SELECTED EXTRACT:
[Start of section]
Skip to content

Latest commit

 

History

History
52 lines (40 loc) · 2.95 KB

File metadata and controls

52 lines (40 loc) · 2.95 KB

ScaffoldAI — High‑Level Research Handoff (Concise)

This document gives a plain, high‑level overview for instructors and reviewers. It avoids external links and numeric results and uses only the correct local figure.

Purpose

  • Assist educators in designing sustainability and climate‑resilience curriculum by turning course PDFs and questions into sourced, explainable suggestions.

What the system does

  • Ingests course materials (PDFs) and prepares them for retrieval.
  • Answers questions with relevant excerpts and clear citations from the uploaded materials.
  • Provides a simple classroom‑ready Windows application (no Python required for teachers).

How it works (at a glance)

  • Chunk and embed syllabus/reading PDFs into a vector index (FAISS).
  • Retrieve top‑matching passages for a user question and assemble context.
[End of section]
MATERIAL SUPPLIED:
[Start of section]
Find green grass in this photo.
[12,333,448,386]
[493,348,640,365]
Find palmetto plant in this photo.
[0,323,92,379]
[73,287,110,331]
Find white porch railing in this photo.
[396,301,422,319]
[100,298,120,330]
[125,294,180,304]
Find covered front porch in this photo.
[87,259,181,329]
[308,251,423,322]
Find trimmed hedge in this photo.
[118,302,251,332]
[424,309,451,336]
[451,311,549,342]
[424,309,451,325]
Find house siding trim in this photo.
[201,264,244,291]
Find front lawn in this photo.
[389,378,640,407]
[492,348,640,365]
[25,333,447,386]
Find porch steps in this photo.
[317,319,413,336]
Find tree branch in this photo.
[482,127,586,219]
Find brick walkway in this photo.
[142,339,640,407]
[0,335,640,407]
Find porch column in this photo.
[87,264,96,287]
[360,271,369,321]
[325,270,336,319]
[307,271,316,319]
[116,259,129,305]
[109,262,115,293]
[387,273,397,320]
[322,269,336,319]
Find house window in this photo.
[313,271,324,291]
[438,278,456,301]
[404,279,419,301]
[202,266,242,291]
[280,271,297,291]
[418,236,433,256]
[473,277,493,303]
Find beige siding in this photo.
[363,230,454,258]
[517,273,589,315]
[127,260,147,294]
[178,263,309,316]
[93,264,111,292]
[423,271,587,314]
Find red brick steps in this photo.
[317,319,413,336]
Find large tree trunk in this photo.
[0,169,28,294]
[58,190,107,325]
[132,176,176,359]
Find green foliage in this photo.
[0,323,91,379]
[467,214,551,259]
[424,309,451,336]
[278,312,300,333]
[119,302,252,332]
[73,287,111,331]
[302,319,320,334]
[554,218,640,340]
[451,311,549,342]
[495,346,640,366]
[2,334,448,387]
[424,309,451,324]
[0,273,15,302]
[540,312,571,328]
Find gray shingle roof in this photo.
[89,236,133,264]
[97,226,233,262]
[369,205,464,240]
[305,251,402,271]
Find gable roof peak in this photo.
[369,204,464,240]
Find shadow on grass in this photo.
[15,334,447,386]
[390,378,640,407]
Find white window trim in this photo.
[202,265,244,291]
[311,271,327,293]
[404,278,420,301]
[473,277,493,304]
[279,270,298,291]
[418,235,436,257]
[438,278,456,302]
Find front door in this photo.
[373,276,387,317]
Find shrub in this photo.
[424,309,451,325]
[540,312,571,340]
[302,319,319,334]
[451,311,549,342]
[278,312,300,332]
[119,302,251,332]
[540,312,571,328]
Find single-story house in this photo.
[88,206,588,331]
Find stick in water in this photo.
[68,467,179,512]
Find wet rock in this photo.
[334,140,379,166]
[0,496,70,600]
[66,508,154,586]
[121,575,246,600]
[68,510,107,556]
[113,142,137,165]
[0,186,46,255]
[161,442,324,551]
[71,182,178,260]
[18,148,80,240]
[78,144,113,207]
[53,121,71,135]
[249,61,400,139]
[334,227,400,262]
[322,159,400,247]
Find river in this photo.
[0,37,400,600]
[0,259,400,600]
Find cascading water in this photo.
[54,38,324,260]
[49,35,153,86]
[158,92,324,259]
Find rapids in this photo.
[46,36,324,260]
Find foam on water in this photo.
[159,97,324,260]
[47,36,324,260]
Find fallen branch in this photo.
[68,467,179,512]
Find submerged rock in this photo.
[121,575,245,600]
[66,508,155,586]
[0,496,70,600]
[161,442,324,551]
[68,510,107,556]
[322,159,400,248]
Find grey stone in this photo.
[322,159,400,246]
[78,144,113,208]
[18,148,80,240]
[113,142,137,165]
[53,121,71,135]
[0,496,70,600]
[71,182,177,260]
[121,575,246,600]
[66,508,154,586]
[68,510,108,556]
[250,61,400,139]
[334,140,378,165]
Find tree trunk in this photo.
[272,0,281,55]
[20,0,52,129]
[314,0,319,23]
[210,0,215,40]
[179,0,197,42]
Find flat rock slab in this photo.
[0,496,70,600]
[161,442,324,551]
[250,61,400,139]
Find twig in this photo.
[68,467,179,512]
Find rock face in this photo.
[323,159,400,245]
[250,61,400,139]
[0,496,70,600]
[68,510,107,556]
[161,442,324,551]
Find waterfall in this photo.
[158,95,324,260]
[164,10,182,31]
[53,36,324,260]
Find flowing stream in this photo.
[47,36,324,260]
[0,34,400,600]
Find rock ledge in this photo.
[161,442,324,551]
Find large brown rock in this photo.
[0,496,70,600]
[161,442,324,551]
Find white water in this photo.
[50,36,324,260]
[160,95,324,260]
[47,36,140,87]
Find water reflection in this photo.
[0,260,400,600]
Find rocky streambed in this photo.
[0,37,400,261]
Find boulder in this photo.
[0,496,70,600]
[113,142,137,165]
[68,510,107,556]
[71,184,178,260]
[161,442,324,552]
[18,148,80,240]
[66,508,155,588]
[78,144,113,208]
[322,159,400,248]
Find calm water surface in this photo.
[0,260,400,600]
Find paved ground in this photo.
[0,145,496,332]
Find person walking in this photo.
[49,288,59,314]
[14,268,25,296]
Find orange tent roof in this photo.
[End of section]
PROBLEM SET:
[A] Which vector index does the ScaffoldAI overview name for storing the embedded PDFs?
[B] Rewrite the stretch of the ScaffoldAI overview from "This document gives" through "them for retrieval.", changing "course materials" to "class materials".

SOLUTIONS IN ORDER:
[A] FAISS

[B]
This document gives a plain, high‑level overview for instructors and reviewers. It avoids external links and numeric results and uses only the correct local figure.

Purpose

  • Assist educators in designing sustainability and climate‑resilience curriculum by turning course PDFs and questions into sourced, explainable suggestions.

What the system does

  • Ingests class materials (PDFs) and prepares them for retrieval.